● **What to work on**
[1] In the timber lease passage, how many acres of eucalyptus trees did KS plant?
[2] Write out everything in the timber lease passage from "KS planted 12,700" down to "said in December.", switching "eucalyptus" to "pine".

Kamehameha Schools finalizing timber lease | Timberland Investment | Scoop.it
Kamehameha Schools says it is finalizing a lease with Hawaii Forest for 10,000 acres of timber land on the Hamakua Coast.

The company is a partnership between Paauilo-based Forest Solutions Hawaii and Edwin De Luz Trucking and Gravel, said Albert Nahale-a, KS senior director of community engagement and resources. A phone call to Forest Solutions wasn’t returned by deadline.

KS planted 12,700 acres of eucalyptus trees after acquiring about 30,000 acres of former sugar lands in the 1990s.

The previous lease was held by LHF Lopiawa, which did not seek an extension to the lease that expired Dec. 31, 2016.

About 2,800 acres were harvested under the previous lease, which went into effect in 1996, Marissa Harman, KS’ Hawaii Island asset management director, said in December.

Harman said Monday the acres already harvested may be used for other types of agriculture. She said the new lease is being structured so additional harvested lands also can be repurposed.

● **Recorded data**

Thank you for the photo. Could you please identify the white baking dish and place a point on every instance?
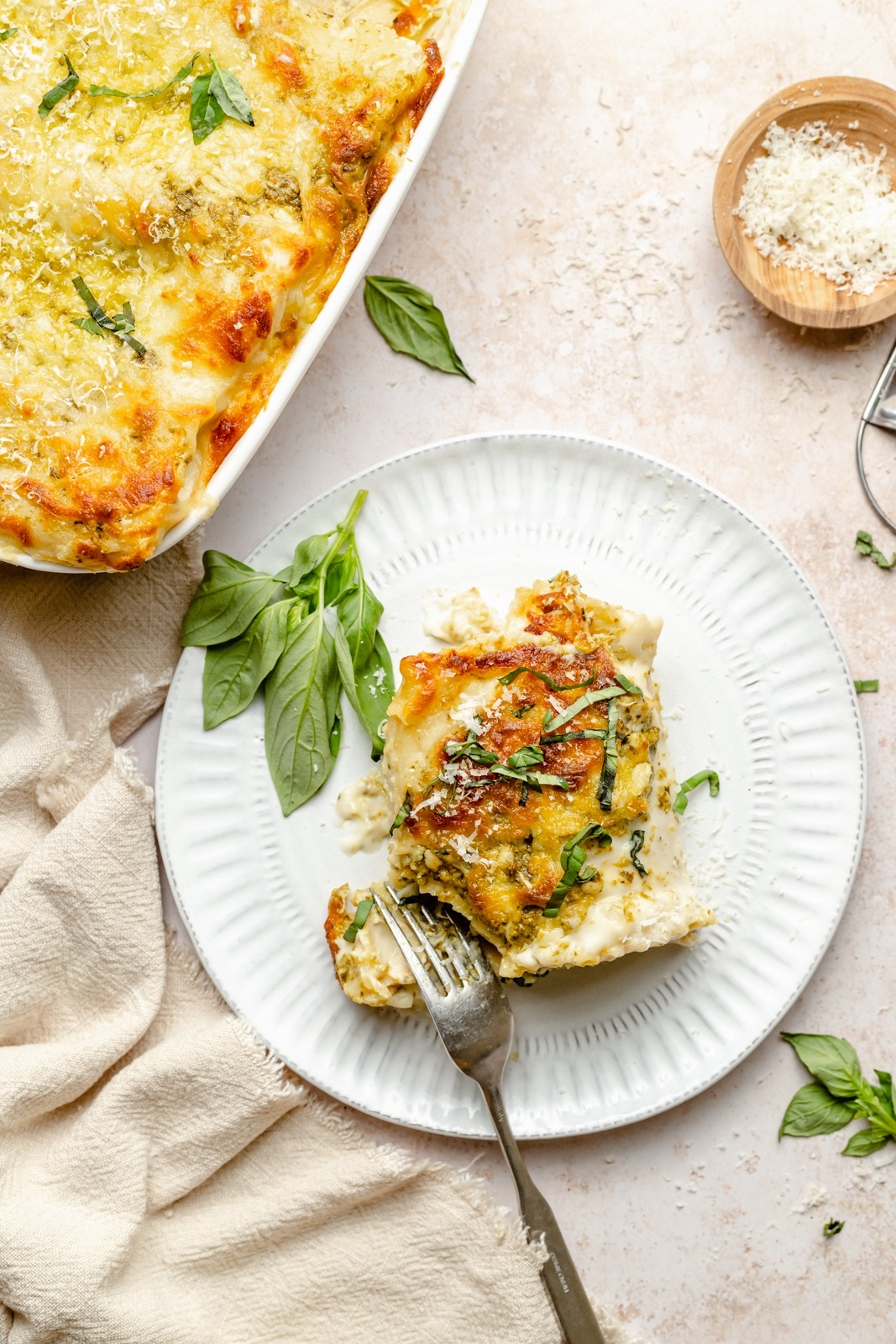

● **Solutions in order**
[1] 12,700 acres

[2]
KS planted 12,700 acres of pine trees after acquiring about 30,000 acres of former sugar lands in the 1990s.

The previous lease was held by LHF Lopiawa, which did not seek an extension to the lease that expired Dec. 31, 2016.

About 2,800 acres were harvested under the previous lease, which went into effect in 1996, Marissa Harman, KS’ Hawaii Island asset management director, said in December.